_Gegeven informatie_.
________________________

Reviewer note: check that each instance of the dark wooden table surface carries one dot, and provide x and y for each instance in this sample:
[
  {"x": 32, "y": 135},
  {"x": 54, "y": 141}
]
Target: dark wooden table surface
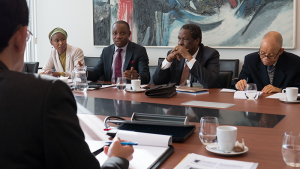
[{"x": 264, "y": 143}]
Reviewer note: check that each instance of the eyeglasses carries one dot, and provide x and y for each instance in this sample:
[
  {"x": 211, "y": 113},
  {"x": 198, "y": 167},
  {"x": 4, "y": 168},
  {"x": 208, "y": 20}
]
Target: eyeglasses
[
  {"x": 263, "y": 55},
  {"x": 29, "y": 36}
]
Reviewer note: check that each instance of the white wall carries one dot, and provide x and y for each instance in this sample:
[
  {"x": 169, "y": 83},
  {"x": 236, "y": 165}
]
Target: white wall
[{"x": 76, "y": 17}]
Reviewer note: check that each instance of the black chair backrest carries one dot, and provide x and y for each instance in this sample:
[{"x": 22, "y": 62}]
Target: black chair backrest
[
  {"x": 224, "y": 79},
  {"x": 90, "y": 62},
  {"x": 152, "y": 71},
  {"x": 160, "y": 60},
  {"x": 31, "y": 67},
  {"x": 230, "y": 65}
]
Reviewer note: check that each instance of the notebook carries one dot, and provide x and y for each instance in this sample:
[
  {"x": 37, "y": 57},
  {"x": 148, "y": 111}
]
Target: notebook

________________________

_Opdrachtdoel_. Herschrijf alle regels van de gegevens hierboven als een genummerde lijst en sla lege regels over. Neem de afbeeldingen niet op in je antwoord.

_Uitwerking_.
1. Reviewer note: check that each instance of the dark wooden table surface carries one dot, and provide x and y for each instance in this sample:
2. [
3.   {"x": 32, "y": 135},
4.   {"x": 54, "y": 141}
5. ]
6. Target: dark wooden table surface
7. [{"x": 264, "y": 143}]
8. Reviewer note: check that each instance of the eyeglasses carries one dot, and provide x and y for each instance in this sample:
9. [
10.   {"x": 211, "y": 113},
11.   {"x": 198, "y": 167},
12.   {"x": 4, "y": 168},
13.   {"x": 208, "y": 20}
14. ]
15. Target: eyeglasses
16. [
17.   {"x": 263, "y": 55},
18.   {"x": 29, "y": 36}
19. ]
20. Reviewer note: check that each instance of the white wall carries one dot, and provide x and y for each instance in this sample:
21. [
22.   {"x": 169, "y": 83},
23.   {"x": 236, "y": 165}
24. ]
25. Target: white wall
26. [{"x": 76, "y": 17}]
27. Reviewer note: check that each instance of the black chair backrest carries one dot, and provide x and y for each instance in this sample:
28. [{"x": 22, "y": 62}]
29. Target: black chair backrest
30. [
31.   {"x": 224, "y": 79},
32.   {"x": 90, "y": 62},
33.   {"x": 152, "y": 71},
34.   {"x": 160, "y": 60},
35.   {"x": 31, "y": 67},
36.   {"x": 230, "y": 65}
37. ]
38. Reviewer note: check that each instance of the notebook carries one dot, and provide x and y for each instance in this sample:
39. [
40.   {"x": 37, "y": 57},
41.   {"x": 148, "y": 111}
42. ]
43. Target: notebook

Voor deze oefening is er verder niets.